The lines to print are the one containing "box: [147, 112, 179, 133]" and every line after it through the end of the entries below. Print them exactly and nothing else.

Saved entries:
· · ·
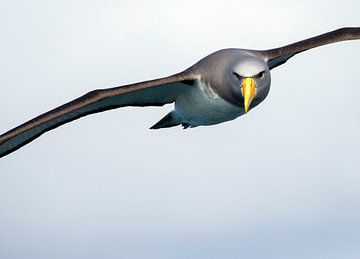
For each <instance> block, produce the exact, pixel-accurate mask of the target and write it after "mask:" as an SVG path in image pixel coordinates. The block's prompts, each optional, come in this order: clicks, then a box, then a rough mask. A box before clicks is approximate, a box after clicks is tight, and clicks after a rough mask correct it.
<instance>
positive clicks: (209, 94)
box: [173, 79, 245, 128]
mask: <svg viewBox="0 0 360 259" xmlns="http://www.w3.org/2000/svg"><path fill="white" fill-rule="evenodd" d="M173 112H175V114H176V115H177V116H178V117H179V120H180V121H179V122H180V123H181V124H182V125H183V126H185V127H186V126H190V127H192V128H193V127H197V126H201V125H213V124H218V123H221V122H225V121H229V120H233V119H236V118H237V117H239V116H240V115H242V114H244V113H245V112H244V108H243V107H240V106H235V105H233V104H231V103H229V102H228V101H226V100H224V99H223V98H221V96H219V95H218V94H217V93H216V92H215V91H214V89H213V88H212V87H211V86H209V85H207V84H206V83H205V82H203V81H202V80H201V79H199V81H198V82H196V83H195V85H194V87H193V88H191V89H188V90H187V91H186V92H185V93H183V94H181V95H179V96H178V98H176V100H175V109H174V111H173Z"/></svg>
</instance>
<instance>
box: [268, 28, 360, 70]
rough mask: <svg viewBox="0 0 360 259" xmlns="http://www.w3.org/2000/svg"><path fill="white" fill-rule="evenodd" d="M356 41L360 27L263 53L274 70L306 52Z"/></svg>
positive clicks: (302, 41) (332, 32)
mask: <svg viewBox="0 0 360 259" xmlns="http://www.w3.org/2000/svg"><path fill="white" fill-rule="evenodd" d="M356 39H360V27H356V28H341V29H338V30H335V31H331V32H328V33H324V34H321V35H319V36H316V37H312V38H309V39H306V40H302V41H299V42H295V43H293V44H290V45H286V46H283V47H280V48H276V49H270V50H265V51H261V53H262V54H263V55H264V57H265V59H266V60H267V62H268V65H269V68H270V69H273V68H275V67H277V66H280V65H282V64H284V63H285V62H286V61H287V60H288V59H289V58H291V57H292V56H294V55H296V54H298V53H300V52H303V51H305V50H308V49H312V48H316V47H319V46H322V45H326V44H330V43H335V42H339V41H345V40H356Z"/></svg>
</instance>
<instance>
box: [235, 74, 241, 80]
mask: <svg viewBox="0 0 360 259" xmlns="http://www.w3.org/2000/svg"><path fill="white" fill-rule="evenodd" d="M233 75H234V76H235V77H236V78H237V79H238V80H241V79H242V76H241V75H239V74H238V73H236V72H233Z"/></svg>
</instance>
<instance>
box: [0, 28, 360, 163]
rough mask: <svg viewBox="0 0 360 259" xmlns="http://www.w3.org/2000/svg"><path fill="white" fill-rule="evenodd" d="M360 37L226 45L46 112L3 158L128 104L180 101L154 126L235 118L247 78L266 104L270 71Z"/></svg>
mask: <svg viewBox="0 0 360 259" xmlns="http://www.w3.org/2000/svg"><path fill="white" fill-rule="evenodd" d="M354 39H360V28H342V29H338V30H335V31H332V32H328V33H325V34H322V35H319V36H316V37H313V38H310V39H307V40H303V41H299V42H296V43H293V44H290V45H287V46H283V47H280V48H275V49H270V50H244V49H225V50H220V51H217V52H215V53H213V54H210V55H209V56H207V57H205V58H203V59H202V60H200V61H199V62H198V63H196V64H195V65H193V66H191V67H190V68H188V69H186V70H185V71H183V72H181V73H178V74H175V75H173V76H170V77H165V78H161V79H156V80H150V81H146V82H142V83H136V84H130V85H126V86H121V87H115V88H109V89H101V90H95V91H92V92H89V93H87V94H85V95H84V96H82V97H79V98H77V99H75V100H73V101H71V102H69V103H66V104H64V105H62V106H60V107H58V108H55V109H53V110H51V111H49V112H47V113H44V114H42V115H40V116H38V117H36V118H34V119H32V120H30V121H28V122H26V123H24V124H22V125H20V126H18V127H16V128H14V129H12V130H10V131H8V132H6V133H4V134H2V135H1V136H0V157H3V156H5V155H7V154H9V153H11V152H13V151H15V150H17V149H19V148H20V147H22V146H23V145H25V144H27V143H29V142H31V141H32V140H34V139H35V138H37V137H39V136H40V135H42V134H43V133H45V132H47V131H49V130H51V129H54V128H56V127H58V126H60V125H63V124H65V123H67V122H70V121H73V120H75V119H78V118H80V117H83V116H86V115H89V114H93V113H97V112H101V111H105V110H110V109H114V108H119V107H124V106H161V105H164V104H167V103H172V102H175V110H174V111H172V112H170V113H169V114H168V115H167V116H165V117H164V118H163V119H162V120H160V121H159V122H158V123H156V124H155V125H154V126H153V127H152V128H153V129H157V128H162V127H172V126H176V125H179V124H182V125H183V126H184V127H185V128H186V127H196V126H199V125H211V124H217V123H221V122H224V121H227V120H232V119H235V118H236V117H238V116H240V115H242V114H244V112H246V111H247V110H246V109H245V107H244V102H243V101H244V98H245V97H244V92H242V91H243V90H242V88H241V84H242V82H243V79H244V78H252V80H253V82H254V84H256V92H255V93H256V96H255V97H254V98H253V100H251V103H250V106H249V109H251V108H253V107H255V106H256V105H258V104H259V103H261V102H262V101H263V100H264V99H265V97H266V96H267V94H268V92H269V89H270V70H271V69H273V68H275V67H277V66H279V65H281V64H284V63H285V62H286V61H287V60H288V59H289V58H291V57H293V56H294V55H296V54H298V53H300V52H303V51H305V50H308V49H311V48H315V47H318V46H322V45H325V44H330V43H334V42H338V41H344V40H354Z"/></svg>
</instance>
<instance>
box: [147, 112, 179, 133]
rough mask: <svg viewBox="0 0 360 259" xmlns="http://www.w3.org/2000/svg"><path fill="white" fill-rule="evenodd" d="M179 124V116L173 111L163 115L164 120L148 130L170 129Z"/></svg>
mask: <svg viewBox="0 0 360 259" xmlns="http://www.w3.org/2000/svg"><path fill="white" fill-rule="evenodd" d="M180 124H181V119H180V118H179V115H177V113H176V112H175V111H171V112H169V113H168V114H167V115H165V117H164V118H162V119H161V120H159V121H158V122H157V123H156V124H155V125H153V126H152V127H151V128H150V129H161V128H170V127H174V126H177V125H180Z"/></svg>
· · ·
## EXERCISE ANSWER
box: [147, 112, 179, 133]
rough mask: <svg viewBox="0 0 360 259" xmlns="http://www.w3.org/2000/svg"><path fill="white" fill-rule="evenodd" d="M179 124V116L173 111L163 115L164 120L148 130L170 129Z"/></svg>
mask: <svg viewBox="0 0 360 259" xmlns="http://www.w3.org/2000/svg"><path fill="white" fill-rule="evenodd" d="M180 124H181V119H180V118H179V115H177V113H176V112H175V111H171V112H169V113H168V114H167V115H165V117H164V118H162V119H161V120H159V121H158V122H157V123H156V124H155V125H153V126H152V127H151V128H150V129H161V128H170V127H174V126H177V125H180Z"/></svg>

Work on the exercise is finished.